Study text
● ● ●
Big tech companies like Microsoft, HPE and Oracle are already developing data-driven tools to help their clients establish COVID-safe workplaces. Australian companies like Coles—historically resistant to tech adoption—have saved millions during the pandemic by relying on analytics and data-driven solutions (Coles is even rolling out new analytics tools for its providers, to measure and improve product performance). 

Changing times.

Another thing to keep in mind is the pace of change. The faster the change, the more fluid and iterative product management needs to be. COVID-19 has shown us that the world can pivot overnight, and it’s no longer feasible for businesses to rely on 18-month tech rollouts. They need product managers who can oversee the entire end-to-end product lifecycle, deliver ongoing value, and adapt new technologies on the fly—all without disrupting the customer experience. 

Expect this trend to vary across industries. Healthcare, ecommerce and professional service companies, for example, have already shown faster rates of product development than businesses in the packaged goods or automotive assembly industries.  

That sort of thing requires investment in product management as a discipline. Not just a corporate buzzword. Companies will need to upskill existing staff, and look for new talent with formal PM qualifications, like RMIT Online’s Product Management Fundamentals. As tech teams become more and more business-critical, leaders will need to clearly articulate goals, and the roadmaps toward achieving those goals. Teams will have to focus on business and product problems first, then apply cutting-edge tech to solving them. 

None of this will be easy, of course. The road to recovery might be “paved with data”, but its product managers who will handle the construction.
● ● ●
Tasks to carry out
[1] Write out the part of the product management passage that opens with the words containing "Expect this trend" and closes with "to solving them.".
[2] In the product management passage, which industries have already shown faster rates of product development than packaged goods or automotive assembly?

Study material
● ● ●
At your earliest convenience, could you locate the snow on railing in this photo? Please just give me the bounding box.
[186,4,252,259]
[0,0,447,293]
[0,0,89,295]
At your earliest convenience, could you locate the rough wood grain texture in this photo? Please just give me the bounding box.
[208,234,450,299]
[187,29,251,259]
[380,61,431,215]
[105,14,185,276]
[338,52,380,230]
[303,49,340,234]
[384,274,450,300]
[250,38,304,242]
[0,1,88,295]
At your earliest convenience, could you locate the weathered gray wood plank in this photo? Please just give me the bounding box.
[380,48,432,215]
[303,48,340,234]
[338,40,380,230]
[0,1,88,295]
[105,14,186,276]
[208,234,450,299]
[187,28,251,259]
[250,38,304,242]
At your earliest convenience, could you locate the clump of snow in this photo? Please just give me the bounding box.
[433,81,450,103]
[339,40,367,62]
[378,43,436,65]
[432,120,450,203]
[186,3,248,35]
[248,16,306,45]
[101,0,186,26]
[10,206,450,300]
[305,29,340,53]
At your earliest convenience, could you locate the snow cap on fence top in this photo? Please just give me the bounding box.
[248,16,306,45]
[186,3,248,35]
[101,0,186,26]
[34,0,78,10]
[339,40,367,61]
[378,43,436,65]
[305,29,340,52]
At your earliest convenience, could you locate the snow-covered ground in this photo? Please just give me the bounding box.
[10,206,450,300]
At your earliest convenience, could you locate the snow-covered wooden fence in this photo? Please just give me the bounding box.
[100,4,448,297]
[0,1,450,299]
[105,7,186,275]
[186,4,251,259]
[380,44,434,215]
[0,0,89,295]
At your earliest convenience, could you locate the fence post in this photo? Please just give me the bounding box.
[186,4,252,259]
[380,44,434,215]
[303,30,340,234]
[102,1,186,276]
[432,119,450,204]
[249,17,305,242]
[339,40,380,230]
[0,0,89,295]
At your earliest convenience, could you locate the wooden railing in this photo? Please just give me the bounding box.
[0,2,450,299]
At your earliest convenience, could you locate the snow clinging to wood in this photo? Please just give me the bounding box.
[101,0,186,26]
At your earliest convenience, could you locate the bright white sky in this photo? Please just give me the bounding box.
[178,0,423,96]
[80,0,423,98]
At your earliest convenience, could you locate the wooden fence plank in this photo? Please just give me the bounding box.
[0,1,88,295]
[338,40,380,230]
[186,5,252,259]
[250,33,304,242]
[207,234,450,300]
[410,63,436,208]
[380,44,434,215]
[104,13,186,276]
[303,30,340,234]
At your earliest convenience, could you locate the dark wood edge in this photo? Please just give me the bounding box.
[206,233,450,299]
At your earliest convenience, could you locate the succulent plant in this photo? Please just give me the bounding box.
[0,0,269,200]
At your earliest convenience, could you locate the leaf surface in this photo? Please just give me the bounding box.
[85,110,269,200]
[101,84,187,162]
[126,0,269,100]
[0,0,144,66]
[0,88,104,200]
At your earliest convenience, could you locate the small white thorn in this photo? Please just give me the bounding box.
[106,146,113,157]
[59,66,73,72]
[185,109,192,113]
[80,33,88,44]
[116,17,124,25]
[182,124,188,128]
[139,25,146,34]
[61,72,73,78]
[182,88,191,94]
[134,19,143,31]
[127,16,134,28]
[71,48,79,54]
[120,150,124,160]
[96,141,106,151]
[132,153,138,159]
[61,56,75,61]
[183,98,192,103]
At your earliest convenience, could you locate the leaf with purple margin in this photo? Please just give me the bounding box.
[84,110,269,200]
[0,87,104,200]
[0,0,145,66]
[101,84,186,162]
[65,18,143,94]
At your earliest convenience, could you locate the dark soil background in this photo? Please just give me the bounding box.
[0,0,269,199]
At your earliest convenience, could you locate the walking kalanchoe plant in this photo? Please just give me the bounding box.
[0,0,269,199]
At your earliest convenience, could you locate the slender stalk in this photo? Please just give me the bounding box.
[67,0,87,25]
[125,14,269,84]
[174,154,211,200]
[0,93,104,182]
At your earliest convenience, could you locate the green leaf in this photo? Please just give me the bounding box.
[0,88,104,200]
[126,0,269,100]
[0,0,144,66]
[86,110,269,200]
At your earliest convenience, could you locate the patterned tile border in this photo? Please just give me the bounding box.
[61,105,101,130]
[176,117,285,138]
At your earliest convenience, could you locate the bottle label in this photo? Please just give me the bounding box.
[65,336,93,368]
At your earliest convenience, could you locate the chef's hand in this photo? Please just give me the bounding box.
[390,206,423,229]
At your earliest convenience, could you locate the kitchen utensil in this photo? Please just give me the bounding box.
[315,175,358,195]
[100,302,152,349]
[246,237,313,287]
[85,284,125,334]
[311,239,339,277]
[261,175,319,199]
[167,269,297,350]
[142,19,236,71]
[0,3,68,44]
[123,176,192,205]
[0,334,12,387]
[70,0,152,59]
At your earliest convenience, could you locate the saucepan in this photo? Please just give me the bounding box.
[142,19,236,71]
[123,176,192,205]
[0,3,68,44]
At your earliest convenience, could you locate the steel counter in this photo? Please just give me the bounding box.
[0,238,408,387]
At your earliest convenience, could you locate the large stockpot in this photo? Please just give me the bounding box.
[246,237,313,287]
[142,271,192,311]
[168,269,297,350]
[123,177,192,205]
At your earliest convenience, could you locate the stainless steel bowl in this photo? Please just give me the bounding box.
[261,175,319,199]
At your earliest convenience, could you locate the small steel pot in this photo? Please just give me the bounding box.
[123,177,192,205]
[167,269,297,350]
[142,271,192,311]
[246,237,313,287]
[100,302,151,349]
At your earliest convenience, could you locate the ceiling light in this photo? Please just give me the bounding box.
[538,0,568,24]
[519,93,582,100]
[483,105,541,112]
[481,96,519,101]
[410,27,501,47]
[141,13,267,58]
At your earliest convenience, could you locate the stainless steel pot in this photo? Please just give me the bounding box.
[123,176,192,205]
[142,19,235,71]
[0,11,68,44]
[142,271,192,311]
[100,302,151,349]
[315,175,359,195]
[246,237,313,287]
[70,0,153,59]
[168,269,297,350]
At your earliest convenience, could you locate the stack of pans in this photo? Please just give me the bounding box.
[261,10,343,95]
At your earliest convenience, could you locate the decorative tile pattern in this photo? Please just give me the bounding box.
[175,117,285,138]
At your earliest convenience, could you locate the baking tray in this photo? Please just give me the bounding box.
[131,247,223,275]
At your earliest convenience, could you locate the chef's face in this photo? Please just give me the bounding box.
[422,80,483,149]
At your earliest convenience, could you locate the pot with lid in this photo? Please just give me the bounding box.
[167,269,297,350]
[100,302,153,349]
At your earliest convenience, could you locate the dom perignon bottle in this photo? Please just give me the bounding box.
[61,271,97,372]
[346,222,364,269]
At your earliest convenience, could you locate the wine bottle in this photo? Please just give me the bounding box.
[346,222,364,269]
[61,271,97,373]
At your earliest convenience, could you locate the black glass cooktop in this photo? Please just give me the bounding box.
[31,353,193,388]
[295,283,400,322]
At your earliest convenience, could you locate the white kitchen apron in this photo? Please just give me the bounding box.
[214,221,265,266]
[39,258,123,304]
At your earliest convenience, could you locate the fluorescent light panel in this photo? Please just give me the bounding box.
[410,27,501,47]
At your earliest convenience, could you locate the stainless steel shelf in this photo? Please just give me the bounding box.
● ● ●
Solution set
[1]
Expect this trend to vary across industries. Healthcare, ecommerce and professional service companies, for example, have already shown faster rates of product development than businesses in the packaged goods or automotive assembly industries.  

That sort of thing requires investment in product management as a discipline. Not just a corporate buzzword. Companies will need to upskill existing staff, and look for new talent with formal PM qualifications, like RMIT Online’s Product Management Fundamentals. As tech teams become more and more business-critical, leaders will need to clearly articulate goals, and the roadmaps toward achieving those goals. Teams will have to focus on business and product problems first, then apply cutting-edge tech to solving them.

[2] Healthcare, ecommerce and professional service companies.